### [WHAT THE TASK REQUIRES]
Convert all of the lines below into a Markdown table with a column named No. for the row number and a column named Line for the text, skipping any blank lines.

### [AVAILABLE RECORDS]
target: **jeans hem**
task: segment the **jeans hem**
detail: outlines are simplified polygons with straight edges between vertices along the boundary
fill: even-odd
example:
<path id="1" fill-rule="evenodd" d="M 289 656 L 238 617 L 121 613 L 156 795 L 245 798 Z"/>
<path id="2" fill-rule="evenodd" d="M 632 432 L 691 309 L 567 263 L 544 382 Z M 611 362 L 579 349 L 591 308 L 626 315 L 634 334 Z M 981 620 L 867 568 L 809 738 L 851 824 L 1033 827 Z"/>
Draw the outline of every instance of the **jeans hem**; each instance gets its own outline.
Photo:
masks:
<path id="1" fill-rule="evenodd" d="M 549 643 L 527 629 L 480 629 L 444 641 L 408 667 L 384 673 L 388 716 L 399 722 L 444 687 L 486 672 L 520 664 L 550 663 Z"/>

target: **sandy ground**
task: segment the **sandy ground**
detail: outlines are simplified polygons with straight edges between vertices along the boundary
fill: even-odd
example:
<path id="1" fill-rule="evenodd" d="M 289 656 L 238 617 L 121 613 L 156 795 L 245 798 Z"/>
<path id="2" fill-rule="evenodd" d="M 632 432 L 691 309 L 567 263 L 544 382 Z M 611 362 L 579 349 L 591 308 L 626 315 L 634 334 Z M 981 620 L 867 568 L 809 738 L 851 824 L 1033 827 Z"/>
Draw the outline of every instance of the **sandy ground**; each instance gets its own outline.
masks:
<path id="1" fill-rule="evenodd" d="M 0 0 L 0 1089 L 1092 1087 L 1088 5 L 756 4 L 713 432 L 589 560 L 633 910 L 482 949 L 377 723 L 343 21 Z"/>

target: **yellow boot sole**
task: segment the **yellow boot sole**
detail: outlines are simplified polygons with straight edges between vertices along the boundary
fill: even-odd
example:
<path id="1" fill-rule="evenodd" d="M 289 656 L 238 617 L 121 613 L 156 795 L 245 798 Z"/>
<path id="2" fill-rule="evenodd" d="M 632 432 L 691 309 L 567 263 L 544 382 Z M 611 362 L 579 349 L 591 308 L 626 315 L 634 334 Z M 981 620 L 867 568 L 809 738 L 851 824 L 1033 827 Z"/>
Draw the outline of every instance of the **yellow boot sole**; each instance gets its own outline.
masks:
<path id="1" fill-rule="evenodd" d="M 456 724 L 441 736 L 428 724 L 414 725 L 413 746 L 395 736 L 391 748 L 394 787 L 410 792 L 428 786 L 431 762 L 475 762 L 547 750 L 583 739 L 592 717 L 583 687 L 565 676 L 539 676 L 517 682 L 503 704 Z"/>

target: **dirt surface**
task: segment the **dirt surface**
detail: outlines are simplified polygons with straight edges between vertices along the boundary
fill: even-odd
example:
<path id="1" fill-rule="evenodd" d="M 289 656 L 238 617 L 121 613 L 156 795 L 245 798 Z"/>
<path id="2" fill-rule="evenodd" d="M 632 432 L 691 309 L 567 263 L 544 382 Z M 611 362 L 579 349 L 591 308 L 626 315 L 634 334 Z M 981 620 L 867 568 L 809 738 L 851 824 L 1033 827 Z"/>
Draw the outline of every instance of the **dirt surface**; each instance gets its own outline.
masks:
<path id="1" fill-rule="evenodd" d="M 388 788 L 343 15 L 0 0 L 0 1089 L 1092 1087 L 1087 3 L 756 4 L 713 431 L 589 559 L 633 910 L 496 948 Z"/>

### [THE OUTPUT]
| No. | Line |
|---|---|
| 1 | target: **jeans hem** |
| 2 | task: segment the **jeans hem** |
| 3 | detail: outlines are simplified polygons with straight edges between vertices along the boundary |
| 4 | fill: even-odd |
| 5 | example: |
| 6 | <path id="1" fill-rule="evenodd" d="M 289 656 L 238 617 L 121 613 L 156 795 L 245 798 Z"/> |
| 7 | <path id="2" fill-rule="evenodd" d="M 632 432 L 691 309 L 567 263 L 544 382 Z M 611 362 L 579 349 L 591 308 L 626 315 L 634 334 Z M 981 620 L 867 568 L 809 738 L 851 824 L 1033 827 Z"/> |
| 8 | Draw the outline of every instance of the **jeans hem**; each instance gets its own outline. |
| 9 | Photo: |
| 10 | masks: |
| 11 | <path id="1" fill-rule="evenodd" d="M 549 643 L 527 629 L 480 629 L 444 641 L 408 667 L 384 673 L 388 716 L 399 722 L 444 687 L 486 672 L 520 664 L 550 663 Z"/> |
| 12 | target: **sandy ground** |
| 13 | task: segment the **sandy ground** |
| 14 | detail: outlines are simplified polygons with straight edges between vertices along the boundary |
| 15 | fill: even-odd |
| 16 | example: |
| 17 | <path id="1" fill-rule="evenodd" d="M 289 656 L 238 617 L 121 613 L 156 795 L 245 798 Z"/> |
| 18 | <path id="2" fill-rule="evenodd" d="M 632 432 L 691 309 L 567 263 L 544 382 Z M 611 362 L 579 349 L 591 308 L 626 315 L 634 334 Z M 981 620 L 867 568 L 809 738 L 851 824 L 1033 827 Z"/> |
| 19 | Draw the outline of every instance of the **sandy ground**; each instance gets its own outline. |
| 20 | masks: |
| 21 | <path id="1" fill-rule="evenodd" d="M 0 0 L 0 1089 L 1092 1087 L 1088 5 L 756 4 L 713 432 L 589 560 L 633 910 L 482 949 L 377 723 L 343 21 Z"/> |
| 22 | target: **yellow boot sole** |
| 23 | task: segment the **yellow boot sole** |
| 24 | detail: outlines are simplified polygons with straight edges between vertices along the boundary |
| 25 | fill: even-odd |
| 26 | example: |
| 27 | <path id="1" fill-rule="evenodd" d="M 289 656 L 238 617 L 121 613 L 156 795 L 245 798 Z"/> |
| 28 | <path id="2" fill-rule="evenodd" d="M 632 432 L 691 309 L 567 263 L 544 382 Z M 611 362 L 579 349 L 591 308 L 626 315 L 634 334 Z M 981 620 L 867 568 L 809 738 L 851 824 L 1033 827 Z"/> |
| 29 | Draw the outline of every instance of the **yellow boot sole**; each instance gets its own outline. |
| 30 | masks: |
| 31 | <path id="1" fill-rule="evenodd" d="M 456 724 L 441 736 L 428 724 L 414 725 L 413 746 L 395 736 L 391 748 L 394 787 L 410 792 L 428 786 L 431 762 L 475 762 L 547 750 L 583 739 L 592 717 L 583 687 L 565 676 L 539 676 L 517 682 L 503 704 Z"/> |
| 32 | target: **dirt surface** |
| 33 | task: segment the **dirt surface** |
| 34 | detail: outlines are simplified polygons with straight edges between vertices along the boundary |
| 35 | fill: even-odd |
| 36 | example: |
| 37 | <path id="1" fill-rule="evenodd" d="M 289 656 L 238 617 L 121 613 L 156 795 L 245 798 Z"/> |
| 38 | <path id="2" fill-rule="evenodd" d="M 632 432 L 691 309 L 567 263 L 544 382 Z M 611 362 L 579 349 L 591 308 L 626 315 L 634 334 Z M 981 620 L 867 568 L 809 738 L 851 824 L 1033 827 Z"/> |
| 39 | Draw the outline of every instance of the **dirt surface**; each instance gets its own outline. |
| 40 | masks: |
| 41 | <path id="1" fill-rule="evenodd" d="M 388 788 L 343 15 L 0 0 L 0 1089 L 1092 1087 L 1087 3 L 756 4 L 713 431 L 589 559 L 633 910 L 496 948 Z"/> |